- [GOAL]
Convert the lines starting at the one containing "For every instance of the mushroom in" and ending at the end of the saved entries into a numbered list, omitting any blank lines.

━━━ DATA TO USE ━━━

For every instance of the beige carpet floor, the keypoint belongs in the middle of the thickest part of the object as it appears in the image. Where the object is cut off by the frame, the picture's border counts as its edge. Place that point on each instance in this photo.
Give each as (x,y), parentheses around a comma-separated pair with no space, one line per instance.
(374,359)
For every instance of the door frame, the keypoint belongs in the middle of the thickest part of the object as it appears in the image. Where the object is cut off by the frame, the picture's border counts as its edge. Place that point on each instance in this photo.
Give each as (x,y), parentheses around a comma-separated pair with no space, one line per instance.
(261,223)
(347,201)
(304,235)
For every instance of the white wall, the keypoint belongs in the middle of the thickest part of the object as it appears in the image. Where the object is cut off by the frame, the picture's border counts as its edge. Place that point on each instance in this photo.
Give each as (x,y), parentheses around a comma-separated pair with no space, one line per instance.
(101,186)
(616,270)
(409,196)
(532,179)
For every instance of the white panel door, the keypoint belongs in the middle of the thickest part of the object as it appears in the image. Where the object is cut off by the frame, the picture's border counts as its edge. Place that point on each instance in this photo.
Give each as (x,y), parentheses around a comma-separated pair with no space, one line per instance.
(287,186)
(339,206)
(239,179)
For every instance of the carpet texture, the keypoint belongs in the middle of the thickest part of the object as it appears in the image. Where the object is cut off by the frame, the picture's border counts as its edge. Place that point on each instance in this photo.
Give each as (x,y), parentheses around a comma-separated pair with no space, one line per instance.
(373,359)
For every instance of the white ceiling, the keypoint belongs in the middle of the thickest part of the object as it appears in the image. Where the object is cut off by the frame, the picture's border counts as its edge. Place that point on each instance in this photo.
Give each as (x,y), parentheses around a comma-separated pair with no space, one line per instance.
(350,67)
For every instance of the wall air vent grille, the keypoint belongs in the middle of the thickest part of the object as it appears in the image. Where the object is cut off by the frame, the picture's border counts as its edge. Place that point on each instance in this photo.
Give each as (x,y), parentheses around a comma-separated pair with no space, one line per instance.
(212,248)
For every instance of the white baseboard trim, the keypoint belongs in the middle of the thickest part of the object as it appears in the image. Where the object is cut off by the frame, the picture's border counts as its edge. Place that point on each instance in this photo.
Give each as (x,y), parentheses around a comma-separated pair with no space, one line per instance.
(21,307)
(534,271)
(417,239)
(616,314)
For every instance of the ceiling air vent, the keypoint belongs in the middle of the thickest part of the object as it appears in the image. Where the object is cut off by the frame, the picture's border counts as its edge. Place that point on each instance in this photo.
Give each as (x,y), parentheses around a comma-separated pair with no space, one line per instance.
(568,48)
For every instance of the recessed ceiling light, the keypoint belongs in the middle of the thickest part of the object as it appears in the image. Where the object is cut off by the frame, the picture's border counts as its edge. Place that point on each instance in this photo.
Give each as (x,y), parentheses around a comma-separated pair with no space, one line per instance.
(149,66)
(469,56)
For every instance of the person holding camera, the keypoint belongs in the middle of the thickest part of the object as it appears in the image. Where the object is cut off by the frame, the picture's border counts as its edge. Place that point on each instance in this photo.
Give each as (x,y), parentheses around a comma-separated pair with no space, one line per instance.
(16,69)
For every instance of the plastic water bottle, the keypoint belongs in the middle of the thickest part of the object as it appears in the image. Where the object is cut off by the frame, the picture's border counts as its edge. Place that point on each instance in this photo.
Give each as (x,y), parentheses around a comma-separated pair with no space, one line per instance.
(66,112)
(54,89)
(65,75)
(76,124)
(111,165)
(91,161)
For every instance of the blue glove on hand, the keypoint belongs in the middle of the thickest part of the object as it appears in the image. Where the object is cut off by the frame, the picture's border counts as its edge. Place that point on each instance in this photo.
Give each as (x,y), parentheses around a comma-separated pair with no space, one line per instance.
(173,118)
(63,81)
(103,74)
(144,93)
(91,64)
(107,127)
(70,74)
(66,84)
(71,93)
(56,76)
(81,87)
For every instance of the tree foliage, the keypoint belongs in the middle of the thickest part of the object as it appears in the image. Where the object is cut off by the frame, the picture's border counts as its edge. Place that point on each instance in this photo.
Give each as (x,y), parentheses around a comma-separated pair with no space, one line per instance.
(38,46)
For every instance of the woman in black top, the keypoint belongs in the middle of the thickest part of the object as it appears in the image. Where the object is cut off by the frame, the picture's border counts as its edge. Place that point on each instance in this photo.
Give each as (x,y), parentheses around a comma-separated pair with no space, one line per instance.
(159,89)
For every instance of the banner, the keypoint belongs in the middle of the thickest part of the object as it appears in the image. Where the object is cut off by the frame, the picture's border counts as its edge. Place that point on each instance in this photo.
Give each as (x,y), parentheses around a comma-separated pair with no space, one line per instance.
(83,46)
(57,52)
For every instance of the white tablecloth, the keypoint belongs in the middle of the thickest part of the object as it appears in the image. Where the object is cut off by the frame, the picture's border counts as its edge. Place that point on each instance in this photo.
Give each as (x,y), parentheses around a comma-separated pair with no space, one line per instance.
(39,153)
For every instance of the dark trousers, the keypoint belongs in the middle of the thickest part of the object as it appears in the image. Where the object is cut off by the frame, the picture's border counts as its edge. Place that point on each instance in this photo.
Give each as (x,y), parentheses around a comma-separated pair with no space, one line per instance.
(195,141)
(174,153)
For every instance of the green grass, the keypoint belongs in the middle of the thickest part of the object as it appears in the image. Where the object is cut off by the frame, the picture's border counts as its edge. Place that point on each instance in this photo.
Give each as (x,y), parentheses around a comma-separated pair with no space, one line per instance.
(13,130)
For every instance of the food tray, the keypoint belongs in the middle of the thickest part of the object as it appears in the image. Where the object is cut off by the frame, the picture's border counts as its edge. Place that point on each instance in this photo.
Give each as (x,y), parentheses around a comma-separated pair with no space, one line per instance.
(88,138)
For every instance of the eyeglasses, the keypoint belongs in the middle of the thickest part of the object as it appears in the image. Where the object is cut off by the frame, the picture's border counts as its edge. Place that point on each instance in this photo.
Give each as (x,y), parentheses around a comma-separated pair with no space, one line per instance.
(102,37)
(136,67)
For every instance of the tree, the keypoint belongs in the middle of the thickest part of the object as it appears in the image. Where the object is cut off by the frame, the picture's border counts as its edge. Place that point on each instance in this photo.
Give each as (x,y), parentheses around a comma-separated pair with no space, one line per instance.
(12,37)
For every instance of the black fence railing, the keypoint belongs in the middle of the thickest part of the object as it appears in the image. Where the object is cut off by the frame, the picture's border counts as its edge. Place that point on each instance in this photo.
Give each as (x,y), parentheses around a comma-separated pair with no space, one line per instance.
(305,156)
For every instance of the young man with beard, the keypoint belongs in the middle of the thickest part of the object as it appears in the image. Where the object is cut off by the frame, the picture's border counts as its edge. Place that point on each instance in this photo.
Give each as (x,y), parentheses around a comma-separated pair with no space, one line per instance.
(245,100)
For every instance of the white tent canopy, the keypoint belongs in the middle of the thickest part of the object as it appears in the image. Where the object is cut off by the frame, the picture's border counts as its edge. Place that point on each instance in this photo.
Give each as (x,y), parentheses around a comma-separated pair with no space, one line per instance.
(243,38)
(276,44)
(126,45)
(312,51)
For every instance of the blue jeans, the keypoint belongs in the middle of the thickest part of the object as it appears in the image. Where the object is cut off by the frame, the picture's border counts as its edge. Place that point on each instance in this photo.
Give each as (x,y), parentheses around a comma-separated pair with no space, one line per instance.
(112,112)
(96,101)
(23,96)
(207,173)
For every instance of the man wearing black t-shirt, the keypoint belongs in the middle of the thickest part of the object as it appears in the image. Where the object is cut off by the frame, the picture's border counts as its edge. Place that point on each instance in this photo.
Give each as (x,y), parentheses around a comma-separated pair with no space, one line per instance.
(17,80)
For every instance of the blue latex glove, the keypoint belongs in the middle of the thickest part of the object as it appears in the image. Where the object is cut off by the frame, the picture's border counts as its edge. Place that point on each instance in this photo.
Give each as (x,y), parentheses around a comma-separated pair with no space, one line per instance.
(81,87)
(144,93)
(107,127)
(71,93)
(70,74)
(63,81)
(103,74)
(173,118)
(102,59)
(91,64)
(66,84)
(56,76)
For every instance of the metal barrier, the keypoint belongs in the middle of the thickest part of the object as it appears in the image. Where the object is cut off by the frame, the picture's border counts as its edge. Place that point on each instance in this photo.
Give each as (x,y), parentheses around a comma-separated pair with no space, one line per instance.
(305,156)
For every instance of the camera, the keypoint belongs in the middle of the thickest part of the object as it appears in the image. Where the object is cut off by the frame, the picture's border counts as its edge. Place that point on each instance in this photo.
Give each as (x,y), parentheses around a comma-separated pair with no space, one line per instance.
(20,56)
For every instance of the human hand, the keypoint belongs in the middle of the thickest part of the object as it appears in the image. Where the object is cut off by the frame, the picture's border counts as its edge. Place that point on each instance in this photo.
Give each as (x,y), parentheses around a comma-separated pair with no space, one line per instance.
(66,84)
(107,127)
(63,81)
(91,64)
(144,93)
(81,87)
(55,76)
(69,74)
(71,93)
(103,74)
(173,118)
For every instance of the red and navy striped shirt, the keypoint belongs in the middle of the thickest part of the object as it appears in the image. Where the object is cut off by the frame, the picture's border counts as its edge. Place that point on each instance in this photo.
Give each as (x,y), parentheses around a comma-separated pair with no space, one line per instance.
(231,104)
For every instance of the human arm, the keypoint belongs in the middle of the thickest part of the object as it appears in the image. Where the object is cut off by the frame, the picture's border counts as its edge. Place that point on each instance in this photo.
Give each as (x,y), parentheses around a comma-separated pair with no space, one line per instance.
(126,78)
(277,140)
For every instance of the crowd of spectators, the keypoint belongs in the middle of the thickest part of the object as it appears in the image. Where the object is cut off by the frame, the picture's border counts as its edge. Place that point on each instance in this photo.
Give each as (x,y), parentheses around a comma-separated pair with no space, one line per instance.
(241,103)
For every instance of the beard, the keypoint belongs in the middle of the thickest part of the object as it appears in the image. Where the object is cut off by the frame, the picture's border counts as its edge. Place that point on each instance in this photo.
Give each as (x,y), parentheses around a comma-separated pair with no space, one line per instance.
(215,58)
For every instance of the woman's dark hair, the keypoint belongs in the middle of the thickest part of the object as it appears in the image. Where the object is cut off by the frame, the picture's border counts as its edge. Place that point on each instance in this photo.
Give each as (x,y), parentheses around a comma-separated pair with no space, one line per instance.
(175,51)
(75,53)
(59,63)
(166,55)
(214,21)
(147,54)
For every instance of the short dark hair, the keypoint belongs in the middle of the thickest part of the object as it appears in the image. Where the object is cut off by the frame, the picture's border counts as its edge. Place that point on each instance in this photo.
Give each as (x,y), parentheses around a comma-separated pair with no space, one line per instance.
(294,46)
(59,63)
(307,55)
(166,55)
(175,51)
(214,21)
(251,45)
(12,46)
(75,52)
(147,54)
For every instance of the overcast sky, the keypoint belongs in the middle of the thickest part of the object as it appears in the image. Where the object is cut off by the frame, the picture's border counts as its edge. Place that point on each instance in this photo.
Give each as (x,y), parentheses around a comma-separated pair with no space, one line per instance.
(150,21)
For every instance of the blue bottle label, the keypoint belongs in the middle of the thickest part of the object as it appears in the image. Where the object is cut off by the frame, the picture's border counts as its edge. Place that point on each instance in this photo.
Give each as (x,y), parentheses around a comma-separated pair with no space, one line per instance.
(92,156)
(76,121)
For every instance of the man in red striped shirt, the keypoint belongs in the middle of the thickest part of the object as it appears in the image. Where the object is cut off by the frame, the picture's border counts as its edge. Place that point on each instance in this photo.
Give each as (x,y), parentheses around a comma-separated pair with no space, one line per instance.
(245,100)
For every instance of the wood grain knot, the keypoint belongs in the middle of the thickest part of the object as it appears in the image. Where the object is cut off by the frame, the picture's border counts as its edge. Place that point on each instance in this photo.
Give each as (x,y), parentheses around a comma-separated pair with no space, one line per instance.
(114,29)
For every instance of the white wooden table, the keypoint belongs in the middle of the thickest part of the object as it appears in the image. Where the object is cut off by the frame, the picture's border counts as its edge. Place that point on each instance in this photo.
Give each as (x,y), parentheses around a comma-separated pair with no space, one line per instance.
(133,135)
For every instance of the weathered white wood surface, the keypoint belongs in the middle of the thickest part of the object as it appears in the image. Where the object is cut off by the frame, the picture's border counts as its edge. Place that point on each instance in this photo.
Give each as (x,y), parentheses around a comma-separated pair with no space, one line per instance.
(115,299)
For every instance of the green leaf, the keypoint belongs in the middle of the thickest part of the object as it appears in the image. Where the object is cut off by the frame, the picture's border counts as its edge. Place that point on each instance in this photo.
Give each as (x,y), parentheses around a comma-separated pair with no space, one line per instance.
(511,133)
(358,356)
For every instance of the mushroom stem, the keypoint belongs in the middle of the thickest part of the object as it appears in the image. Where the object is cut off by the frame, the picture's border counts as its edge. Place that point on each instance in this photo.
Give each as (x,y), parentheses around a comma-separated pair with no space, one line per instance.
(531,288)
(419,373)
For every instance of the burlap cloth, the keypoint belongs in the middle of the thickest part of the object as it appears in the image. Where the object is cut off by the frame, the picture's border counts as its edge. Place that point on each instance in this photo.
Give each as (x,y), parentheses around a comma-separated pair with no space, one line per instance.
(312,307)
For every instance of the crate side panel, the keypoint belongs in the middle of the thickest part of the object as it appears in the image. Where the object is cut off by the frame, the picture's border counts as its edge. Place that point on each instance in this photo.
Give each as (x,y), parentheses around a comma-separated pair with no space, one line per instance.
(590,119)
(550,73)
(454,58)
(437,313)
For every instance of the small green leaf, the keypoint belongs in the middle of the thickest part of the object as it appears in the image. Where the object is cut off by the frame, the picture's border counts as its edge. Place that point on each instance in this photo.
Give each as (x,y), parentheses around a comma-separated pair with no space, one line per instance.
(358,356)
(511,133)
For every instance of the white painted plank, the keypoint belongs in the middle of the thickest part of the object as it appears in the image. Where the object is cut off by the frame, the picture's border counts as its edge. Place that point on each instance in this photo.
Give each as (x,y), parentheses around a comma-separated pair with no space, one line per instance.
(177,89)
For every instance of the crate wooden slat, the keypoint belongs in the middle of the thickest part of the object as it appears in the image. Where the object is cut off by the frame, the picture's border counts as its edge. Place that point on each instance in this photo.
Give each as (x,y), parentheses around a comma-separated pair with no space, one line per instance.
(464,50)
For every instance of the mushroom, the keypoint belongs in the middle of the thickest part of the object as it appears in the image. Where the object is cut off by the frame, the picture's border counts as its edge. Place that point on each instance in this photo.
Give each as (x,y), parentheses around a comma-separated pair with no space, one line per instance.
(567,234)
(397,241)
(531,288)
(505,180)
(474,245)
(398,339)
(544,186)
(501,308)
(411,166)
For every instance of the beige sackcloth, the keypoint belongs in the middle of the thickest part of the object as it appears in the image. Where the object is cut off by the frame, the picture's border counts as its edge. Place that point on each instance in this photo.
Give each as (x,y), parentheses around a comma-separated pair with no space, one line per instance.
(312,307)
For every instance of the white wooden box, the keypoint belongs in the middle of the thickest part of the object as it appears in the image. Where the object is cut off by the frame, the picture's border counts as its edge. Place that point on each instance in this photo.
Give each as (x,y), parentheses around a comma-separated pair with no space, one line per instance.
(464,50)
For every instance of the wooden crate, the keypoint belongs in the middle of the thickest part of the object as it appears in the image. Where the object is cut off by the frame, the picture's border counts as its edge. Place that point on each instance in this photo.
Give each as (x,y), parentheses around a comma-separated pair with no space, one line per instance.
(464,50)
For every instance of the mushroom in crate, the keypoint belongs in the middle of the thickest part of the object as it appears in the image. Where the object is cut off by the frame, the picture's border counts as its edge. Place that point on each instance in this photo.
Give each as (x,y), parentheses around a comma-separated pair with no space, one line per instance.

━━━

- [RESULT OF THE TASK]
1. For every instance of the mushroom in crate, the keypoint belongs in the middle of the thickest part of the object as it appears in the image. Where the object is cut off by the frame, the picture's border counts as its edge. Place that point on each instance in this photo.
2. Give each as (x,y), parentheses around a comma-separated pair with no space, one line per instance.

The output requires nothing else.